Goal of the exercise:
Carry on the piece about circadian rhythms and light, below, from the point where it stops.

Traveling is a classic circadian
disruptor. Changes in time zones, bedtimes and light cues confuse internal
clocks, so travelers often arrive at their destination feeling jetlagged.
Other disruptors are artificial lights and electronic devices such
as computers, phones and tablet. All of which emit blue light, which trick your
brain into thinking it’s daytime and delays the release of melatonin. Even dim
lights and small LEDs (like the standby lights) can interfere with a person's
circadian rhythm and melatonin secretion.
What happens if it’s out of
sync?
Studies suggest a link
between exposure to light at night, such as working the night shift, to some
types of cancer, diabetes, heart disease, and obesity. That's not proof that night-time
light exposure causes these conditions but we do know that exposure to light
suppresses the secretion of melatonin, a hormone that influences circadian
rhythms, and there's experimental evidence that lower melatonin levels
might explain the association with cancer. Studies have also suggested the connection of lower melatonin to diabetes and possibly obesity.
How to honour it
Anyone who’s been camping for anything longer than a weekend will
know what I’m talking about, the sense of relaxation that comes from waking up
when the sun rises and sitting round the warm glow of a campfire when the sun
sets. This is how we lived for hundreds of thousands of years, and it is only
recently that this has changed with the advent of gas lamps in the early 1800s
and electric light in the late 1800’s. We evolved in a world without artificial
lights, governed by the daily cycle of the sun and at a genetic level this is
how our bodies still expect to function. Now I’m not suggesting that we should
all quit the day job and go and live in a cave but we can make some changes to
our daily routines to better honour our genetic ancestry whilst living in today’s
world.

Given records:
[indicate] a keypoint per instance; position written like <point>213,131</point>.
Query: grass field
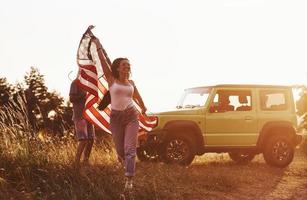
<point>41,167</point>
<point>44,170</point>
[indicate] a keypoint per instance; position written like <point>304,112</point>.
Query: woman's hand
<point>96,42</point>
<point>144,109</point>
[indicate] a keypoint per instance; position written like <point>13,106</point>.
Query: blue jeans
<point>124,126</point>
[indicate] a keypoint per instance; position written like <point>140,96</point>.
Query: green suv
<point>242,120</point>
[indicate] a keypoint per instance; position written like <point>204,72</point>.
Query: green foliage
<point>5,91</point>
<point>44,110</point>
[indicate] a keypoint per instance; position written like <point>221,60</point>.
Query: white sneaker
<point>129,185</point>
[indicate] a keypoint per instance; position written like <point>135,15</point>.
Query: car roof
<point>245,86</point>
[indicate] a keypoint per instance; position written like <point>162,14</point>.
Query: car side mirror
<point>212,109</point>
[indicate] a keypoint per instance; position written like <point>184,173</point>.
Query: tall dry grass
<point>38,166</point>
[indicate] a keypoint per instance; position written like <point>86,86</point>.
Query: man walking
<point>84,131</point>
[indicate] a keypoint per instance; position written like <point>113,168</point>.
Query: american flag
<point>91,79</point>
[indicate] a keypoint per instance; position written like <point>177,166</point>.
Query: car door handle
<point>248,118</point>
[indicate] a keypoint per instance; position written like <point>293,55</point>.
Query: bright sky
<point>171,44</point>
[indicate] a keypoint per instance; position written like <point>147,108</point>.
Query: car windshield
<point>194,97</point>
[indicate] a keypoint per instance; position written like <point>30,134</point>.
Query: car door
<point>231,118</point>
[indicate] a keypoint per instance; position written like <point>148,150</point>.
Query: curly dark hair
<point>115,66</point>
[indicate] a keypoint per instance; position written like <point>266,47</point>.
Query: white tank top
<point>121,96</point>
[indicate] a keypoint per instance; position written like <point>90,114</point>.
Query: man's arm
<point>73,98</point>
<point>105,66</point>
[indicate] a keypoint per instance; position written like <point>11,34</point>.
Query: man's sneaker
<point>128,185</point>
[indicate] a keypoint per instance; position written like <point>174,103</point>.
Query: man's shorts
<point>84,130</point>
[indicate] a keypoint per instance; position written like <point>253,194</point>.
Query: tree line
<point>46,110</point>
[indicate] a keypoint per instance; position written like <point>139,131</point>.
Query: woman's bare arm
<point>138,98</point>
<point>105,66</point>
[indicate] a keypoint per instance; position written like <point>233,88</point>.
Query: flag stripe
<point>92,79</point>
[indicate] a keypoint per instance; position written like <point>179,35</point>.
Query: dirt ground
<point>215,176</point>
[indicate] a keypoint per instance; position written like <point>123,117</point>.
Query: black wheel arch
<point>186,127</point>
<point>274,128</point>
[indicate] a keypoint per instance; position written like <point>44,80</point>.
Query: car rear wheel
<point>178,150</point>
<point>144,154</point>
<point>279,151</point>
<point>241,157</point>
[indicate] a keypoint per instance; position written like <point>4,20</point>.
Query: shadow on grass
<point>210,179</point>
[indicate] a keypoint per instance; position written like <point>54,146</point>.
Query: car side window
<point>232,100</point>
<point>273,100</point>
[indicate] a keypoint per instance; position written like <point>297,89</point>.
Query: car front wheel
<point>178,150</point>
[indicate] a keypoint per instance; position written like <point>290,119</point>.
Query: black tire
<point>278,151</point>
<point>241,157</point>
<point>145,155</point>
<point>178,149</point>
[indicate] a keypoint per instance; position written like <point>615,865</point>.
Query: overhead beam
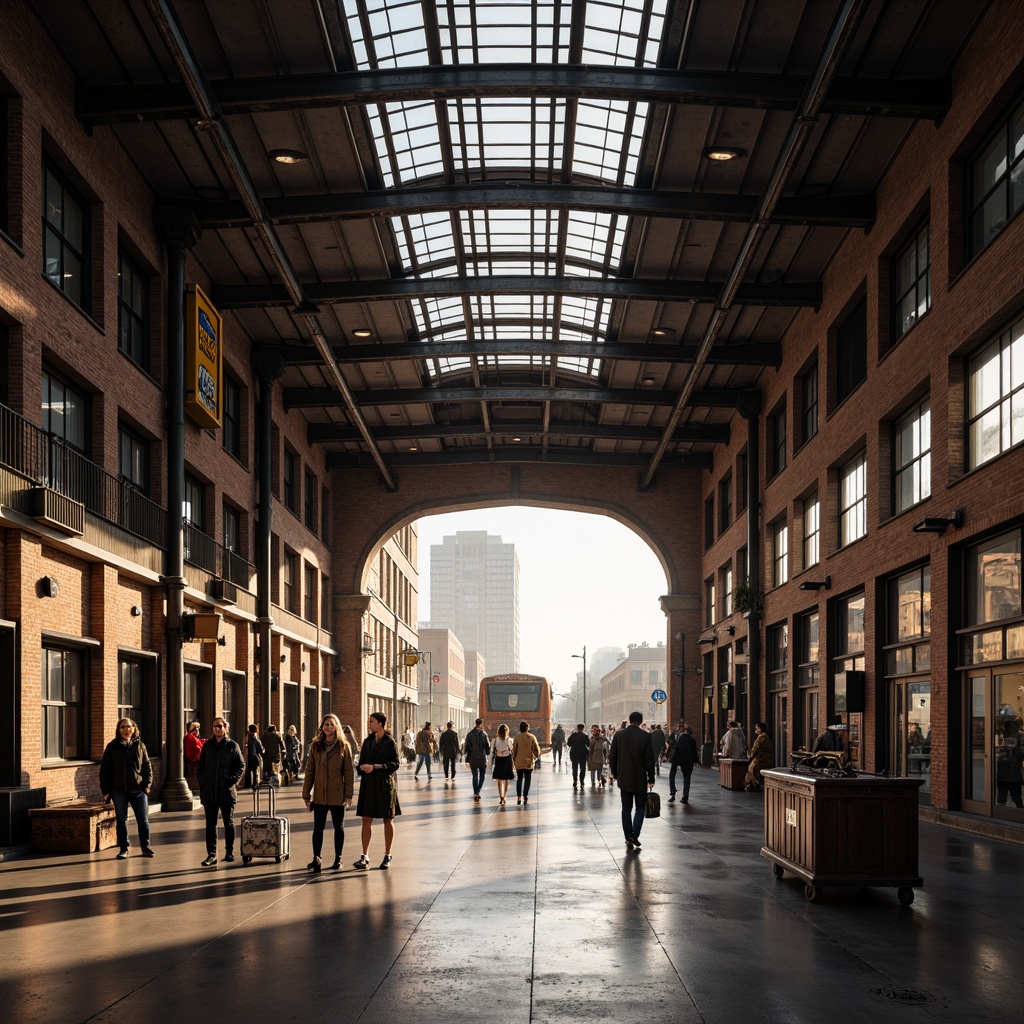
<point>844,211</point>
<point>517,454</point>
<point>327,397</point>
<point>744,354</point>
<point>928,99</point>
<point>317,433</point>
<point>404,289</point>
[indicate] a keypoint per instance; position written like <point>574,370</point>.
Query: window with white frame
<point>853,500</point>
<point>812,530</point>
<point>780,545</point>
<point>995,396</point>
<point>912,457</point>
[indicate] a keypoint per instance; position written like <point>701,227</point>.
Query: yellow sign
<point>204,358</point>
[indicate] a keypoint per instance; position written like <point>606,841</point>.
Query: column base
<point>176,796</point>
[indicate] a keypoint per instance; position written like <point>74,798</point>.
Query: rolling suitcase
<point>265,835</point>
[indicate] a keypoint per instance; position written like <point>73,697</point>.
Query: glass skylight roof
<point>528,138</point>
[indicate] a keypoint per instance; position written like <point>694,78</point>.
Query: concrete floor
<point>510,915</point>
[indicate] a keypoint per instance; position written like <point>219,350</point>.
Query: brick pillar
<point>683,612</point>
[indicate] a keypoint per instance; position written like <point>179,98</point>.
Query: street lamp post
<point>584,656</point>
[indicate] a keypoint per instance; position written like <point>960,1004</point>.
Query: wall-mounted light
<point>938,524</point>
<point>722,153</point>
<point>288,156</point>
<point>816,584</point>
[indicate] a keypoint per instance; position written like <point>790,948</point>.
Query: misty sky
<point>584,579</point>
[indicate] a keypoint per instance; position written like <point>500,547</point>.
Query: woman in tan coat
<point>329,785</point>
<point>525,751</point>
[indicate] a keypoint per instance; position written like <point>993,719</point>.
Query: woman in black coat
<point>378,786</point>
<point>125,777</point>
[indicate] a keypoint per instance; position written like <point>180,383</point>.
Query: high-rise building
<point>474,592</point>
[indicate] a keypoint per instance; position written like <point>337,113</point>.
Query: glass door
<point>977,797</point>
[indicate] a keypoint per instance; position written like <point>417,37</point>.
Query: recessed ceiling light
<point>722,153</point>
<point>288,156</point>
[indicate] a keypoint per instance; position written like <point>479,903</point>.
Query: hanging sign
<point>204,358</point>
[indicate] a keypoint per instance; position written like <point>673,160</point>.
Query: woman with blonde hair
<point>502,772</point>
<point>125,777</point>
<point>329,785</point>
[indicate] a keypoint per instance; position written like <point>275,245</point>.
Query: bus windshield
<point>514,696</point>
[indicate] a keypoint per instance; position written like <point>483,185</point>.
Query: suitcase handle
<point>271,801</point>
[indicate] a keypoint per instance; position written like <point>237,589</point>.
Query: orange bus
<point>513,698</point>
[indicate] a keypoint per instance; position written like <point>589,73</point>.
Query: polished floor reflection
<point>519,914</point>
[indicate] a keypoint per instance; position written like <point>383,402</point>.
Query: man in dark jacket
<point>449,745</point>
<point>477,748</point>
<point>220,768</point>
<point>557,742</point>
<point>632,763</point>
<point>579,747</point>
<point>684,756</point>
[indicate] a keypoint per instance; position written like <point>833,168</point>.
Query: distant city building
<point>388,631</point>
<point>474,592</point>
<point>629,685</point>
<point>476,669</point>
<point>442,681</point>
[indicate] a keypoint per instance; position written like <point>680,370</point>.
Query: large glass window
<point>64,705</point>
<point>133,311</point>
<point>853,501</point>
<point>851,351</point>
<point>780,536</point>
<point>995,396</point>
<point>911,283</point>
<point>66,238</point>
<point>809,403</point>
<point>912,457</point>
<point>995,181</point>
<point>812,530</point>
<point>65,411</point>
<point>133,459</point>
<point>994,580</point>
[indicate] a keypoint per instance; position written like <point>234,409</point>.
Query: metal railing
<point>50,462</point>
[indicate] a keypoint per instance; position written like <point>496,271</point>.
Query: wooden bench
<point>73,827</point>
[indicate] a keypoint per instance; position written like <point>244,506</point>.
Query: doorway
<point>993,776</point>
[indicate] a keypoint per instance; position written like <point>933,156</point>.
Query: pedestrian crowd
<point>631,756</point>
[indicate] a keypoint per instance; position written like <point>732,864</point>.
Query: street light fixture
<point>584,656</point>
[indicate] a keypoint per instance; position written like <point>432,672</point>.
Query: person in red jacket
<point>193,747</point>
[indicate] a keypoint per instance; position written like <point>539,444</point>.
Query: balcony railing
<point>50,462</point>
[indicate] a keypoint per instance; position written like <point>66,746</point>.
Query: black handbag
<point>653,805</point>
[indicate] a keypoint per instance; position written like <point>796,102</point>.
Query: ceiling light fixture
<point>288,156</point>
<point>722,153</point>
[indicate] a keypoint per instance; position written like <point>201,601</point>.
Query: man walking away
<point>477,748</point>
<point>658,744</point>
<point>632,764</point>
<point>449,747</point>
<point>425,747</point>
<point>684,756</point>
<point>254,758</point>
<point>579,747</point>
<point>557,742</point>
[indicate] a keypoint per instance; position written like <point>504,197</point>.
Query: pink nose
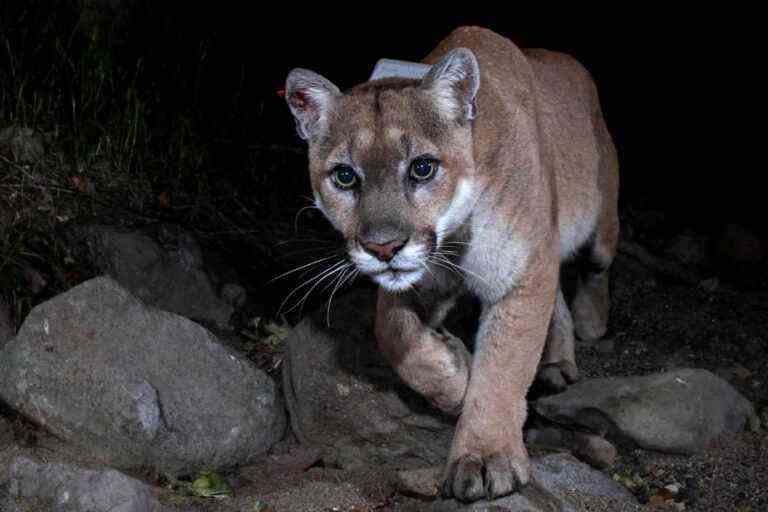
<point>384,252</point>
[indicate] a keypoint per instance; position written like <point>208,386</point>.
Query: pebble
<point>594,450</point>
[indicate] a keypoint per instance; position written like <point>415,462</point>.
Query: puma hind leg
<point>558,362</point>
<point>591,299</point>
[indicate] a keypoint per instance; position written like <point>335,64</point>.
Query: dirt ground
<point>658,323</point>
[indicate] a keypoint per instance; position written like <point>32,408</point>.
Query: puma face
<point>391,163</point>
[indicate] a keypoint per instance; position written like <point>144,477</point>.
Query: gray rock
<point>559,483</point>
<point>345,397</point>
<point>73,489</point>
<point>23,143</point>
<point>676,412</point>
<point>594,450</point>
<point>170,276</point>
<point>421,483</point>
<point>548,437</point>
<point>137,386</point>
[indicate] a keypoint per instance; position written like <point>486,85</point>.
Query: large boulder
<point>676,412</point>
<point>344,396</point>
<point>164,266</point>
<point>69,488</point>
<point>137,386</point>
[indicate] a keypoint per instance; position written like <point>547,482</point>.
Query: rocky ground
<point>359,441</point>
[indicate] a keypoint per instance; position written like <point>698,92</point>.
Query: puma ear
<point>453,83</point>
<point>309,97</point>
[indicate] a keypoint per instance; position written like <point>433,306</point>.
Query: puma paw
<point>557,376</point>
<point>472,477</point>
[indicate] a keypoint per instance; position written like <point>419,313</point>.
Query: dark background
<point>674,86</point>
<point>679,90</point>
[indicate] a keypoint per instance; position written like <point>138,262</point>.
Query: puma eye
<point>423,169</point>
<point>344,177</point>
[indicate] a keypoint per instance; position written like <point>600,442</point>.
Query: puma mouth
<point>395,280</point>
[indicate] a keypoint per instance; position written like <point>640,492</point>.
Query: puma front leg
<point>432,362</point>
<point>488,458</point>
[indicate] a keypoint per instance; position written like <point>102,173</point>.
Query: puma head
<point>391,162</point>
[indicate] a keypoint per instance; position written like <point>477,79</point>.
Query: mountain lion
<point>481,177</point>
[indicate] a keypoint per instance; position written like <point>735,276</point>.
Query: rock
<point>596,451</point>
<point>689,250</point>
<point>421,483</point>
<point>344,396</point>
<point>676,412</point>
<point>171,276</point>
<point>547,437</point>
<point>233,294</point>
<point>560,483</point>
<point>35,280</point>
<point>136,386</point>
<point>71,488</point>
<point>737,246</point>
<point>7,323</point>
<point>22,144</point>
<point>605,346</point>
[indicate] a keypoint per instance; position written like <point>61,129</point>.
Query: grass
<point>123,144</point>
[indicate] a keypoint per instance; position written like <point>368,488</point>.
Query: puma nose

Answer to this problem:
1. Maintain a consistent sleep schedule. Sticking
to regular bed and wake-up time every day is paramount, even sleeping in late
just one morning can throw off your body clock.
2. Allow yourself to wake up naturally in the
morning, if you are getting dragged out of deep sleep by an alarm every morning
chances are you’re not getting a full sleep cycle, so go to bed earlier.
3. Expose yourself to bright light (natural
sunlight is best) when your wake up to help reset your circadian rhythm and
deliver an energy boost by raising your body temperature and your cortisol
level. Also try to get lots of bright light throughout the day as this will
improve your ability to sleep at night, as well as your mood and alertness
during daylight.
4. Avoid eating late at night (regular sleep
patterns + regular eating patterns = regular rhythm)
5. Adopt a wind-down routine before bed,
either;
a. Campfires & Kumbaya or;
b. Avoid
looking at bright screens an hour or two before bed and consider wearing
blue-blocking glasses or installing an app that filters the blue/green
wavelength at night.
6. Consider switching light bulbs. If blue
light does have adverse health effects, then environmental concerns, and the
quest for energy-efficient lighting, could be at odds with personal health. Compact
fluorescent lightbulbs and LED lights are much more energy-efficient than the
old-fashioned incandescent lightbulbs but they also tend to produce more blue
light. The physics of fluorescent lights can't be changed, but coatings inside
the bulbs can be so they produce a warmer, less blue light.
7. Use dim red lights for night lights. Red
light has the least power to shift circadian rhythm and suppress melatonin.
8. Ensure good sleep hygiene. Sleep in a
dark, cool, well oxygenated room. Think black out blinds, open window (if it’s
not too cold!), and eliminate ALL sources of light. A good tip for hiding those
pesky little LEDs is to stick little squares of electrical tape over them.
The Takeaway
The circadian clock synchronizes the metabolism and physiology of
an organism to enhance fitness and to optimize energy expenditure, so ignore it
at your peril! Apply your evolutionary lens and try to better align your modern
lifestyle with your ancestral daily cycle. Wake up when the sun comes up, get
some exposure to natural sunlight when you wake up, eat and exercise during the
day and limit your exposure to blue light in the evening.